_EXTRAIT DU TEXTE:_
Côte Sud des Landes - N°75 - Septembre/Octobre 2006

La guerre du surf

Alors que Biarritz s’apprête à construire une «Cité du surf», les Landes annoncent une série d’investissements visant à conforter leur position de spot incontournable de la côte atlantique.

 

A l’origine, plus qu’un sport, le surf était une philosophie de vie. De beaux mâles aux torses musclés tentaient de chevaucher des vagues vertigineuses pour le seul plaisir de faire corps avec l’océan. De cette époque baba cool, il ne reste plus guère que quelques Combis Volkswagen poussiéreux. Fini le peace and love, fané le flower power. Aujourd’hui, le surf est le centre d’une guéguerre à laquelle se livrent les côtes basque et landaise. L’enjeu est de taille : déterminer qui de Biarritz ou de Hossegor possède la vague la plus mythique…

En cinquante ans, les surfeurs sont passés du statut de doux dingues rêveurs à celui de VIP plus convoités que l’eau dans le Sahel. La raison de ce revirement : le poids économique qu’ils représentent. En Aquitaine, le secteur de la glisse compte 350 entreprises employant quelque 3 000 salariés et générant un chiffre d’affaires de 900 millions d’euros. On comprend mieux les efforts des stations pour chouchouter les funambules des vagues.

_ÉNONCÉ A:_
Relevez chaque ligne des enregistrements qui contient la chaîne « statue » et recopiez-la. La casse compte.

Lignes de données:
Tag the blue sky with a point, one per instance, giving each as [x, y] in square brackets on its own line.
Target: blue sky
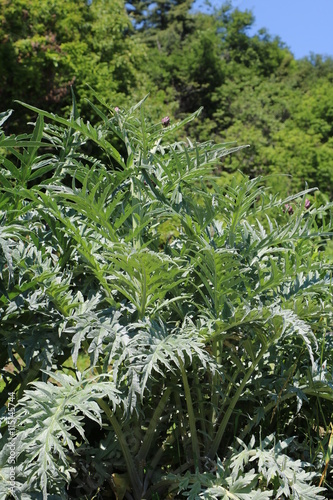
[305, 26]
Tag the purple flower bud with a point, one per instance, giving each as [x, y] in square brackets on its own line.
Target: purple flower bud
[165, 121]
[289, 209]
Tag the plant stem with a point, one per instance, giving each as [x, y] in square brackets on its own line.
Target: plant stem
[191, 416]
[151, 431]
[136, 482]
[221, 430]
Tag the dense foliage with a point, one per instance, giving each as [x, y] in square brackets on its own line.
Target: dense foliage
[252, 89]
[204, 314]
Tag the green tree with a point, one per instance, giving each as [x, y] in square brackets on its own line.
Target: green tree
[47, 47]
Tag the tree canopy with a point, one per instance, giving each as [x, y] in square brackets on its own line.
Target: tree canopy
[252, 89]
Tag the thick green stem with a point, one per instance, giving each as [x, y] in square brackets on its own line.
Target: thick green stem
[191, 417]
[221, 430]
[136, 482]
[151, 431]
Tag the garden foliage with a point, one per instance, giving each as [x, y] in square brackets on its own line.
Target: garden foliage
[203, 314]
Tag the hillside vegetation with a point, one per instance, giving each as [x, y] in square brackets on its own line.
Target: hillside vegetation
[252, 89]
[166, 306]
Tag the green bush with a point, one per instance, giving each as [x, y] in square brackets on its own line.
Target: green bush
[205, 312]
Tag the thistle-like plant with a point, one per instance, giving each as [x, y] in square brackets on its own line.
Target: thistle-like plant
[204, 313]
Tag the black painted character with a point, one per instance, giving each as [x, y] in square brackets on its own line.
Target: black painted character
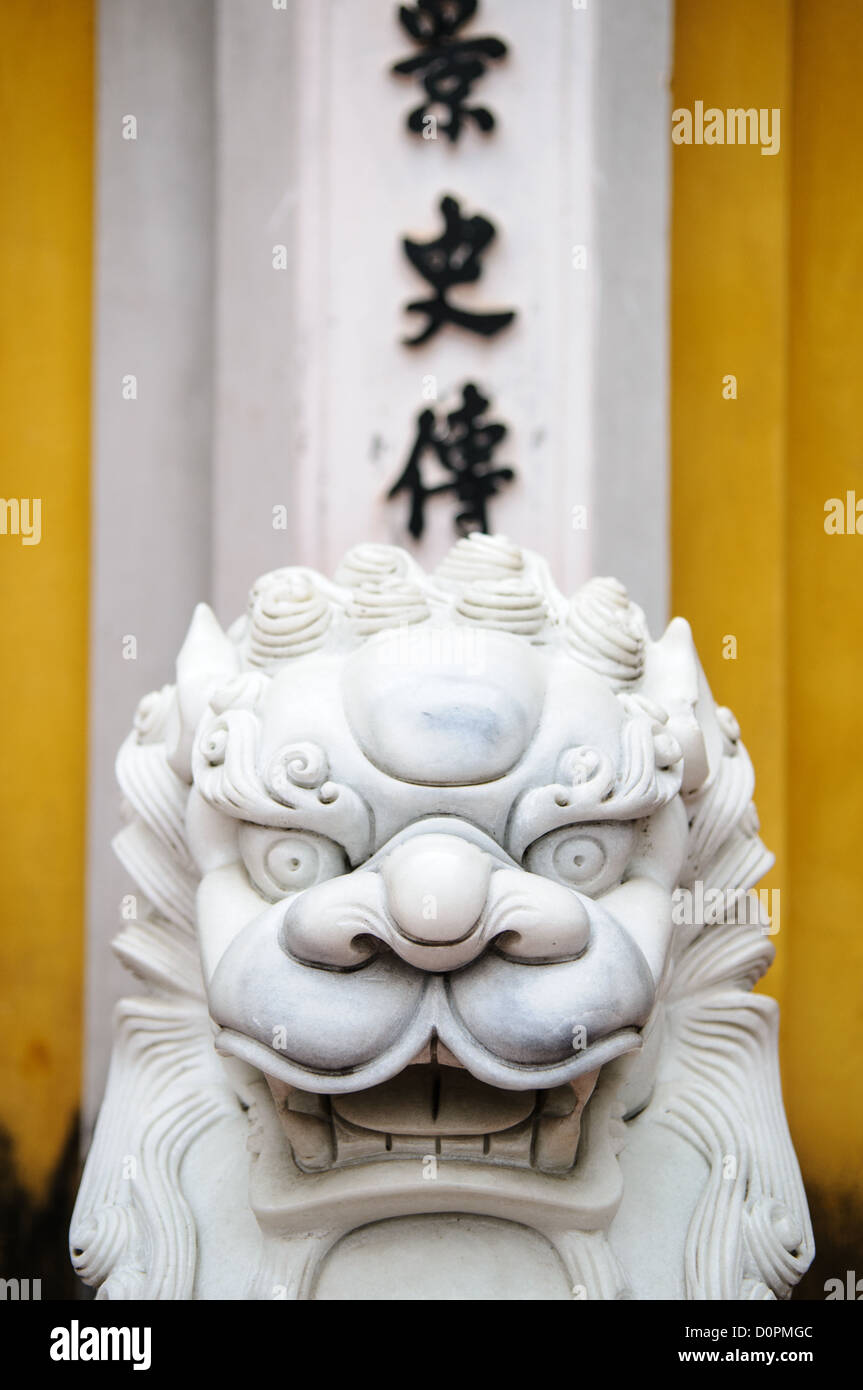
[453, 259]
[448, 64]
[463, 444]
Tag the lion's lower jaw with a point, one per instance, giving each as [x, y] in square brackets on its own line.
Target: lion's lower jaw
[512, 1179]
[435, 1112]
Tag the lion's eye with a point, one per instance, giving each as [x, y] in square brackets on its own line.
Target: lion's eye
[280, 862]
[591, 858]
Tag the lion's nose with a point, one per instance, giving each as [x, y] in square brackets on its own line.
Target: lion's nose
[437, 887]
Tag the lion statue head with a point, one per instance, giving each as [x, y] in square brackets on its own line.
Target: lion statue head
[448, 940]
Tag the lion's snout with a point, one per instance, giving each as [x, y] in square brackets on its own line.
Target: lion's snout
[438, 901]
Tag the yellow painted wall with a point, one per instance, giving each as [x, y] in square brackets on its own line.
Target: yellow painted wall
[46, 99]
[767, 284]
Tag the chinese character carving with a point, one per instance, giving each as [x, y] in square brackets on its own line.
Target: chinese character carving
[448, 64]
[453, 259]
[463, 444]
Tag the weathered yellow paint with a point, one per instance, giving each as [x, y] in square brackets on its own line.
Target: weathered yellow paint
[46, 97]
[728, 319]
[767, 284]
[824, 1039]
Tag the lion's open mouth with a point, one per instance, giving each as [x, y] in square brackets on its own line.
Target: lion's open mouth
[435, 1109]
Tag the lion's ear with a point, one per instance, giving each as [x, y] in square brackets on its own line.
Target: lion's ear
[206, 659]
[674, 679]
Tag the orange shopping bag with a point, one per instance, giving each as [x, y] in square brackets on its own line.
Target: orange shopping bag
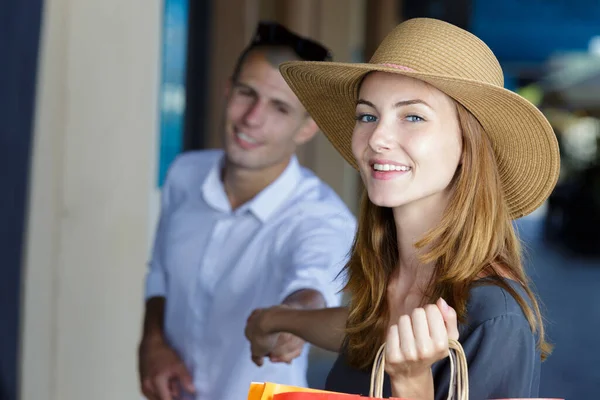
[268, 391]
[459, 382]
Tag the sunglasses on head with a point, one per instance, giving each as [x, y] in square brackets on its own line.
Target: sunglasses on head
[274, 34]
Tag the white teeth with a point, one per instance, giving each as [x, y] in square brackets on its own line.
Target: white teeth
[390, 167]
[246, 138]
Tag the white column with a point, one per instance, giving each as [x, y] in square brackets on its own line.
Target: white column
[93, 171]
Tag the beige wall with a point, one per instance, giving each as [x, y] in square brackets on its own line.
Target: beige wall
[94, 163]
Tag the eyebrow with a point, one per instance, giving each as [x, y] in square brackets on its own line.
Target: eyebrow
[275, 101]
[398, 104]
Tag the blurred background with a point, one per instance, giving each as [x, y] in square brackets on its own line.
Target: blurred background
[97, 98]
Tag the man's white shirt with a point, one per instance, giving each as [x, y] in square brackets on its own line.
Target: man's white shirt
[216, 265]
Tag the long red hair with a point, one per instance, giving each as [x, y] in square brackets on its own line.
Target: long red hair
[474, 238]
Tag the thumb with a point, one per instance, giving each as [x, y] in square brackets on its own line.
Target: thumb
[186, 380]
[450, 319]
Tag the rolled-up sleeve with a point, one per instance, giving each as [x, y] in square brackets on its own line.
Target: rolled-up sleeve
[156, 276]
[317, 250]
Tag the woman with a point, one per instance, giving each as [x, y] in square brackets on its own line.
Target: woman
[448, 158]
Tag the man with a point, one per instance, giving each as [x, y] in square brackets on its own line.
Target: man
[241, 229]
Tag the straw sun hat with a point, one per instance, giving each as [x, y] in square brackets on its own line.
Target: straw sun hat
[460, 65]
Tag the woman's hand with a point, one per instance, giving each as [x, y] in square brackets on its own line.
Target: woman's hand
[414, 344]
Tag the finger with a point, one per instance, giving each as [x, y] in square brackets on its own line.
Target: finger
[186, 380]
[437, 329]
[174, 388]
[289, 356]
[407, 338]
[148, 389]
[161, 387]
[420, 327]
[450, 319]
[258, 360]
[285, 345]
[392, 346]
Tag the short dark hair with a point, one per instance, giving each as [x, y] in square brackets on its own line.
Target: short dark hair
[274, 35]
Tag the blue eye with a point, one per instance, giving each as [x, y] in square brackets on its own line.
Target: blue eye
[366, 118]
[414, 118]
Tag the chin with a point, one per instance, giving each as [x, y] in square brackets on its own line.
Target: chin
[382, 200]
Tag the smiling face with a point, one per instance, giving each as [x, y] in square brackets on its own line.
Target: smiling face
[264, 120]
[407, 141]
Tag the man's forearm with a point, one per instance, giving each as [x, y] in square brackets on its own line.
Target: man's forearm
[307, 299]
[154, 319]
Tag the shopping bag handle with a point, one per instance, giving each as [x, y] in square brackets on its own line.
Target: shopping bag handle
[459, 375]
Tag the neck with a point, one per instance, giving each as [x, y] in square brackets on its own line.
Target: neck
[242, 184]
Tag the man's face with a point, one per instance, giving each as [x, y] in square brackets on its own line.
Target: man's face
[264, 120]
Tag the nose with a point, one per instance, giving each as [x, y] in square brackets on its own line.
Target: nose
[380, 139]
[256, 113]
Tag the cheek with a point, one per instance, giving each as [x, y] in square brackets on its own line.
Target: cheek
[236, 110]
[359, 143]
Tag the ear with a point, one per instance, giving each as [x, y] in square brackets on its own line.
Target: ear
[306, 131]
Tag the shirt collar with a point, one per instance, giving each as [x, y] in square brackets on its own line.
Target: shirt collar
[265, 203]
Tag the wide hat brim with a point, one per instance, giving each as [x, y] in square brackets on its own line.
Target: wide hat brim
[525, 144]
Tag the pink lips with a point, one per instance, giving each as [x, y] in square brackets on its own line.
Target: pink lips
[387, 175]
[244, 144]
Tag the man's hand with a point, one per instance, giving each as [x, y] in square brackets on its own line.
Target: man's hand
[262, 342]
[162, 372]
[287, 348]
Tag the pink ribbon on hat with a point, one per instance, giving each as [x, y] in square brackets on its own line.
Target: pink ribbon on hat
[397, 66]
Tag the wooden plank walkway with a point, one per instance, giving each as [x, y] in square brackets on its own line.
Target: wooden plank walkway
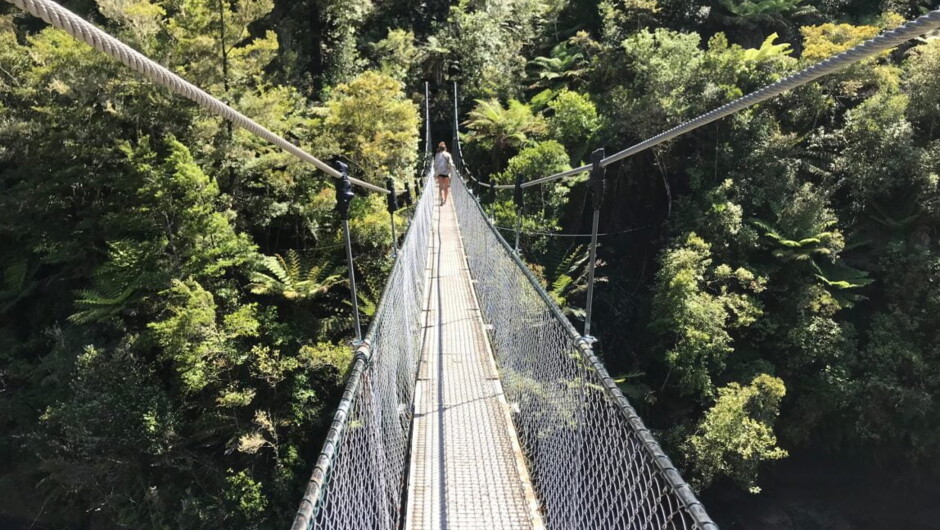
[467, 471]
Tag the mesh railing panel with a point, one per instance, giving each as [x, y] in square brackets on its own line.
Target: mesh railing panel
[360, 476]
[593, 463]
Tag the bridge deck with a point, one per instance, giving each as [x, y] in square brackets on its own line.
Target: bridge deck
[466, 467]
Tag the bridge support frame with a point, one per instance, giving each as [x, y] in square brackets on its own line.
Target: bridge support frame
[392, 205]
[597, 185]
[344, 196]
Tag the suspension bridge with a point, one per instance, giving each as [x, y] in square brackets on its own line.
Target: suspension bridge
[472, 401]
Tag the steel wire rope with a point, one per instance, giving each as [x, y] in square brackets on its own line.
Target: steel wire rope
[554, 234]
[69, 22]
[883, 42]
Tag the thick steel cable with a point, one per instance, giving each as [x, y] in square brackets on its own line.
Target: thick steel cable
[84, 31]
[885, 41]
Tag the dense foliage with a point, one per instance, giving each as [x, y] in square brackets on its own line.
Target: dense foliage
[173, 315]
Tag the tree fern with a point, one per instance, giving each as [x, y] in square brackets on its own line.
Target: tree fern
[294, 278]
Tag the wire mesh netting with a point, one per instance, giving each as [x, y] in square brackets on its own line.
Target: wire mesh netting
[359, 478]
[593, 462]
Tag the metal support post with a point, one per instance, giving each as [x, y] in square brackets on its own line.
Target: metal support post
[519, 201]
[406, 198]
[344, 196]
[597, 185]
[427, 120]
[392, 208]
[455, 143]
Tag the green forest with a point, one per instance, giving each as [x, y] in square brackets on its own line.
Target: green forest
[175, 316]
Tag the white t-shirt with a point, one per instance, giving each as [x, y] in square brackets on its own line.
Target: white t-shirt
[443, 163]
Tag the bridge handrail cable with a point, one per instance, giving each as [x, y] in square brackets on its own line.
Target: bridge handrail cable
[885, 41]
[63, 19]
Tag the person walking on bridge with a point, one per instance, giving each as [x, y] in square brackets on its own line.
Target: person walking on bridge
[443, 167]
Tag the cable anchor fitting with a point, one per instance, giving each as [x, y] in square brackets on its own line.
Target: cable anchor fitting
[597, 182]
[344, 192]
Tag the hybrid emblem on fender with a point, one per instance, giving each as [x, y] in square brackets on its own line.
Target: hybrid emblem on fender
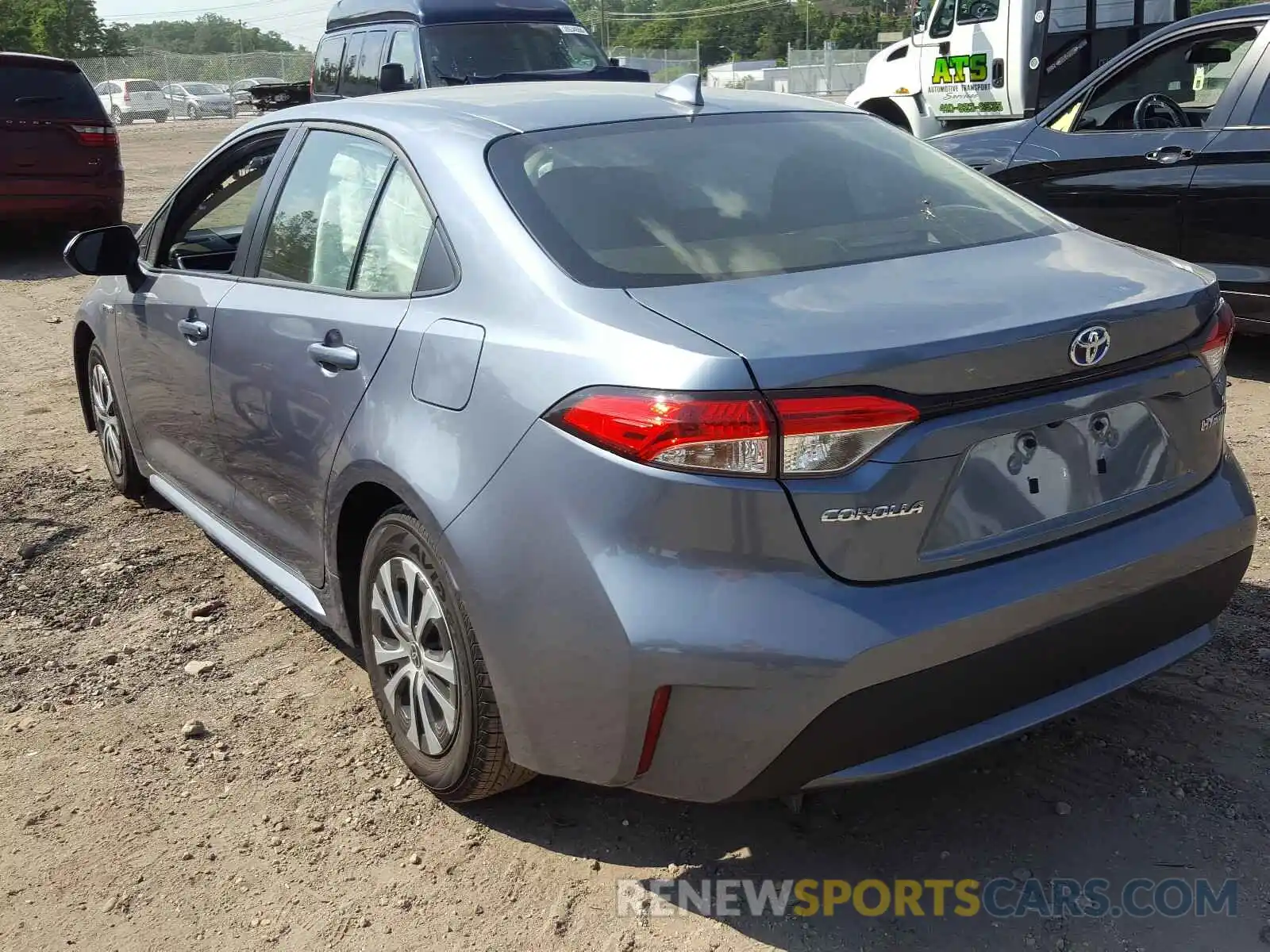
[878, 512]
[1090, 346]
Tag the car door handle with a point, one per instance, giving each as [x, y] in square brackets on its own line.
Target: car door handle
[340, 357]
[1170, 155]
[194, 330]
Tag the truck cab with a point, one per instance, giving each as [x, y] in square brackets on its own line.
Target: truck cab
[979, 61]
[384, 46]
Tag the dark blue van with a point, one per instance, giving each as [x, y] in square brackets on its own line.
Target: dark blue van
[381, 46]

_ÉNONCÉ B:_
Reproduisez, s'il vous plaît, le passage de l'article sur le surf qui commence à « La guerre du » et se termine à « la côte atlantique. ».

_RÉPONSE RÉDIGÉE A:_
Tag the lion statue head with a point, one per instance, giving each as [x, y] in square brackets on its own line.
Target: lion statue head

_RÉPONSE RÉDIGÉE B:_
La guerre du surf

Alors que Biarritz s’apprête à construire une «Cité du surf», les Landes annoncent une série d’investissements visant à conforter leur position de spot incontournable de la côte atlantique.